### Written request:
Edit the stretch of the USS Indianapolis account from "August 2020. I" through "were still alive.", replacing "torpedoed" with "struck".

### Selection:
>>>

August 2020. I have been sent an email from an aviator friend of mine with regards to the PBY Catalina rescue plane.

Just after midnight on 30/07/1945 the USS Indianapolis was torpedoed in the Philippine Sea by a Japanese submarine. The heavy cruiser was returning from Tinian, a tiny island in the West Pacific, where it had dropped off components for an atomic bomb. The ship sank in 11 minutes & led to the greatest loss of life at sea in the U.S. Navy’s history. The ship’s mission was classified & no one in the Navy’s chain of command missed them for four (4) days. Of the 1,200 men serving on USS Indianapolis, approximately 900 survived the torpedo attack & were left to fend for themselves w/little or no food or water for four days in shark-infested waters. By the time a seaplane spotted them & rescue ships arrived, only 316 men were still alive.

The Angels of the Sky & Water

 
Wilbur Gwinn

As day four dawned for the sailors of the Indy, hope was quickly fading. Watching their friends being devoured alive by the frenzied sharks and even witnessing fights as hallucinating sailors turned on one another, it was no wonder despair was sinking in. And so, perhaps it was divine intervention, maybe it was luck, but late morning that 4th day, American pilot Lieutenant Wilbur Gwinn was flying his PV-1 Ventura Bomber when he had trouble with an aerial antenna. Handing control over to his co-pilot, Gwinn moved to the back of the plane to attempt to fix the equipment. According to Dr. Haynes, Gwinn said his neck got sore hunching over the antenna, so he stretched out in the blister, looked down, & happened to focus his eyes on the water below at just the right moment.

<<<

[Rows from a pointing dataset]

>>>

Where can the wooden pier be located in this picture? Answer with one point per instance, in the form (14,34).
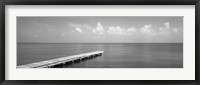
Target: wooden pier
(63,60)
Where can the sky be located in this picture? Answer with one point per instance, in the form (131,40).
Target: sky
(100,29)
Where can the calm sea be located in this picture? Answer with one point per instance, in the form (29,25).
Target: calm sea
(123,55)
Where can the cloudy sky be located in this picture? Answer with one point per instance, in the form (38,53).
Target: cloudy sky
(100,29)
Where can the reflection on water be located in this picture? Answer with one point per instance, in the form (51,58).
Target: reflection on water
(126,55)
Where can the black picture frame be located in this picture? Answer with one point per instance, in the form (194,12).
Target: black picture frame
(98,2)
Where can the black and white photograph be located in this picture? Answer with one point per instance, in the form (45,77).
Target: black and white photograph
(99,42)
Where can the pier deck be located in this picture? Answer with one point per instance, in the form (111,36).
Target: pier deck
(63,60)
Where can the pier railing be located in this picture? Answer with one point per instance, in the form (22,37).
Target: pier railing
(63,60)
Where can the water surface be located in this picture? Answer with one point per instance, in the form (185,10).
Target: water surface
(116,55)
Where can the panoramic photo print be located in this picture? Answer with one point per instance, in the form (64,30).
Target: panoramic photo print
(100,42)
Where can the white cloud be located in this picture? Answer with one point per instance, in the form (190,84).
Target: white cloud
(146,29)
(99,29)
(131,31)
(78,29)
(62,34)
(115,30)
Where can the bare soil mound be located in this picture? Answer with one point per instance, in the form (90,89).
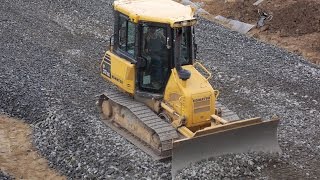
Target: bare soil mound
(17,155)
(295,25)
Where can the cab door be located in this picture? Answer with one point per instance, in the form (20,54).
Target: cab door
(154,52)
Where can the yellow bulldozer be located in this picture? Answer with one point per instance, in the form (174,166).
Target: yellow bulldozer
(164,103)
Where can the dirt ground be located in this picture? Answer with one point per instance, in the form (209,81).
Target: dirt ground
(18,158)
(295,24)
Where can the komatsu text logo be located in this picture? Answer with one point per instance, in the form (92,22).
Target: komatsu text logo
(202,99)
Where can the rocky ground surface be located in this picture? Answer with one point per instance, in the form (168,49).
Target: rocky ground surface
(4,176)
(291,24)
(50,53)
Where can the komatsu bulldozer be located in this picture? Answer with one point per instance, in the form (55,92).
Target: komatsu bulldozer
(163,101)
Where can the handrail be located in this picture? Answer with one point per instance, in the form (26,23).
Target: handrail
(204,69)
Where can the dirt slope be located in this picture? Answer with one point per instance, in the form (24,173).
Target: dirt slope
(17,155)
(49,76)
(295,25)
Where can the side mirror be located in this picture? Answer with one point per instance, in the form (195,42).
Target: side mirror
(142,62)
(111,42)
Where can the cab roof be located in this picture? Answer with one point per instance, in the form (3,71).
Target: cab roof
(161,11)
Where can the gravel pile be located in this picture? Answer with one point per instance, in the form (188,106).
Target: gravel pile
(50,53)
(4,176)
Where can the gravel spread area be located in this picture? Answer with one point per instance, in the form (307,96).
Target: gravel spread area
(50,54)
(4,176)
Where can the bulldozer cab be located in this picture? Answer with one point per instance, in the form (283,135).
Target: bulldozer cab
(153,48)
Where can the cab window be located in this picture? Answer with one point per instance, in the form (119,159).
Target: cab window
(127,36)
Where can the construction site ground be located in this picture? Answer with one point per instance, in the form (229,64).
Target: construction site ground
(294,25)
(17,155)
(49,77)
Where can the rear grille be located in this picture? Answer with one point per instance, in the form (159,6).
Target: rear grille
(201,105)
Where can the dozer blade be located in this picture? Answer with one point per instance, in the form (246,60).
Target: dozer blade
(257,137)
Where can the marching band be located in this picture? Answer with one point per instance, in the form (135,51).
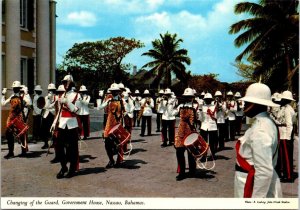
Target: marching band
(205,124)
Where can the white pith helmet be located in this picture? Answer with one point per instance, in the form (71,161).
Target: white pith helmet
(68,78)
(258,93)
(207,96)
(82,88)
(287,95)
(146,92)
(51,86)
(61,88)
(218,93)
(16,84)
(127,90)
(121,86)
(101,92)
(38,88)
(237,95)
(114,86)
(188,92)
(161,92)
(229,93)
(276,96)
(168,91)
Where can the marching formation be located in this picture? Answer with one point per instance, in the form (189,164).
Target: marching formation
(206,122)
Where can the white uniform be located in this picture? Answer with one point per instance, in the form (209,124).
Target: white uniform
(258,146)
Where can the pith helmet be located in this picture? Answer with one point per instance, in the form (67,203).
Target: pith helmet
(38,88)
(114,86)
(16,84)
(82,88)
(207,96)
(61,88)
(287,95)
(188,92)
(258,93)
(51,86)
(218,93)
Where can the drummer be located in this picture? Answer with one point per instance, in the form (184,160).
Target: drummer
(114,116)
(187,115)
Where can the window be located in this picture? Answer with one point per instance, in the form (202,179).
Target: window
(24,72)
(23,13)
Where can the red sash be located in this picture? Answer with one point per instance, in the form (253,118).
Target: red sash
(248,189)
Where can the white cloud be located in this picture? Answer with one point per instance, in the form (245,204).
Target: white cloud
(81,18)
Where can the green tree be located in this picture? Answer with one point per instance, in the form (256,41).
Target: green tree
(101,59)
(272,35)
(168,58)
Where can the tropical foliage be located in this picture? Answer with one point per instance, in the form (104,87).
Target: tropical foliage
(168,58)
(272,37)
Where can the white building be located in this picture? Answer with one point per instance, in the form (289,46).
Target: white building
(28,42)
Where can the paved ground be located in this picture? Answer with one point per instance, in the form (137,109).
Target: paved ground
(149,171)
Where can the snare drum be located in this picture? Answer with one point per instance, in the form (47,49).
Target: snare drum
(18,127)
(196,145)
(120,133)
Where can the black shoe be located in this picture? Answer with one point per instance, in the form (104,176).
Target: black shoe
(164,144)
(110,164)
(61,173)
(180,177)
(55,160)
(171,144)
(70,174)
(45,146)
(9,155)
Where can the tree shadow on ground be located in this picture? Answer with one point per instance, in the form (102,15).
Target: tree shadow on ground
(87,171)
(132,164)
(134,151)
(86,158)
(33,154)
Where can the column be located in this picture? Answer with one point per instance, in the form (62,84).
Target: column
(43,43)
(52,40)
(13,42)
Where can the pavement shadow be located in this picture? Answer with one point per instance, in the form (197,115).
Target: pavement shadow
(86,158)
(138,140)
(87,171)
(132,164)
(33,154)
(134,151)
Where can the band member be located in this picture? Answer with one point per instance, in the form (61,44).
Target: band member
(84,111)
(137,108)
(209,129)
(67,126)
(16,112)
(48,114)
(159,110)
(37,114)
(257,149)
(146,112)
(27,102)
(239,113)
(221,109)
(187,115)
(286,146)
(230,116)
(115,110)
(168,119)
(60,91)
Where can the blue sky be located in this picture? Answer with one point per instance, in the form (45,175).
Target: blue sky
(202,24)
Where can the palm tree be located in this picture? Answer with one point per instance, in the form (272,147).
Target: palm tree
(272,37)
(167,58)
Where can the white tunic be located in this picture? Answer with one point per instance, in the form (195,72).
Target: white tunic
(258,145)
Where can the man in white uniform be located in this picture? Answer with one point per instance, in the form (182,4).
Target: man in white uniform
(257,149)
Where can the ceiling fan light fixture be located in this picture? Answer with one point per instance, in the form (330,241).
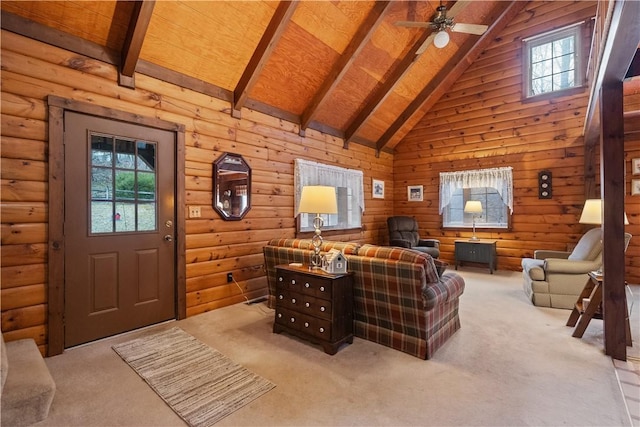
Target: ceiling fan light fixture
(441,39)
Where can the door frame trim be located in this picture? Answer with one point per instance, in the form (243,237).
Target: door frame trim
(56,244)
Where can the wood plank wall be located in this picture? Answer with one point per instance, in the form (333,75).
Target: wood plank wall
(31,71)
(483,122)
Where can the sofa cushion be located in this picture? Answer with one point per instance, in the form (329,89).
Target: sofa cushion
(534,268)
(402,254)
(589,246)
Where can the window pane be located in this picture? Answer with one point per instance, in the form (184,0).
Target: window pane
(552,63)
(101,184)
(101,150)
(494,210)
(146,156)
(125,216)
(125,185)
(101,217)
(146,216)
(146,186)
(125,154)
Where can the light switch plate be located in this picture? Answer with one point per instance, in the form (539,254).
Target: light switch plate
(194,212)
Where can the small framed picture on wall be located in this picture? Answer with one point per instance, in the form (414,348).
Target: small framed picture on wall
(378,189)
(414,193)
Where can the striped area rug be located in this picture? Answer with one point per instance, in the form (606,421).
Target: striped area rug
(199,383)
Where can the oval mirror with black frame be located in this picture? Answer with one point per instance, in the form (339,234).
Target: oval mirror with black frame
(231,186)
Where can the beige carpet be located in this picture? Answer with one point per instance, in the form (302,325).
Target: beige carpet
(511,364)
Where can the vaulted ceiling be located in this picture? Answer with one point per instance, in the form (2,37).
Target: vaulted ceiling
(342,67)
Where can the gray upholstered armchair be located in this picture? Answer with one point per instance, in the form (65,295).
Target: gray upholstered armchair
(403,232)
(556,279)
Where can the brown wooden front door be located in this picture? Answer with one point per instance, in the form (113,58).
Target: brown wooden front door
(119,220)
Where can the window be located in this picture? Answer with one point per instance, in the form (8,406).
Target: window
(492,187)
(123,185)
(553,61)
(349,191)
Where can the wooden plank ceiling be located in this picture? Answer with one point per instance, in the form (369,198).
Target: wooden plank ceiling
(341,67)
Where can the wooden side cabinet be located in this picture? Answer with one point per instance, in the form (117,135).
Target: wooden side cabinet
(477,251)
(314,305)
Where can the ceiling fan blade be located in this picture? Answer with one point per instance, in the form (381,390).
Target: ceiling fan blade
(477,29)
(413,24)
(426,44)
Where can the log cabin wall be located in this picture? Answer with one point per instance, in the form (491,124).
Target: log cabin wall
(31,71)
(483,122)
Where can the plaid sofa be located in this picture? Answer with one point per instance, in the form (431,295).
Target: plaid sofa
(400,299)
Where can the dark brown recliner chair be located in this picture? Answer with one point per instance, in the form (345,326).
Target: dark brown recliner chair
(403,232)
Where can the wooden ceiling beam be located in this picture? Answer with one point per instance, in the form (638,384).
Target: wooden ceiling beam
(634,68)
(140,18)
(355,47)
(501,16)
(267,44)
(394,78)
(27,28)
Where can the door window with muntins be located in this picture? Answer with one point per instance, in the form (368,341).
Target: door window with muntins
(123,185)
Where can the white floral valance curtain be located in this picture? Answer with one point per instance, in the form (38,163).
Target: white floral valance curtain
(312,173)
(499,178)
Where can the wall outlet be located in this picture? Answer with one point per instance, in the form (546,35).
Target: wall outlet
(194,212)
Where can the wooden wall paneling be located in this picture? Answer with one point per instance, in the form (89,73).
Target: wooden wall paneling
(467,129)
(32,71)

<<<

### Full response:
August 2020. I have been sent an email from an aviator friend of mine with regards to the PBY Catalina rescue plane.

Just after midnight on 30/07/1945 the USS Indianapolis was struck in the Philippine Sea by a Japanese submarine. The heavy cruiser was returning from Tinian, a tiny island in the West Pacific, where it had dropped off components for an atomic bomb. The ship sank in 11 minutes & led to the greatest loss of life at sea in the U.S. Navy’s history. The ship’s mission was classified & no one in the Navy’s chain of command missed them for four (4) days. Of the 1,200 men serving on USS Indianapolis, approximately 900 survived the torpedo attack & were left to fend for themselves w/little or no food or water for four days in shark-infested waters. By the time a seaplane spotted them & rescue ships arrived, only 316 men were still alive.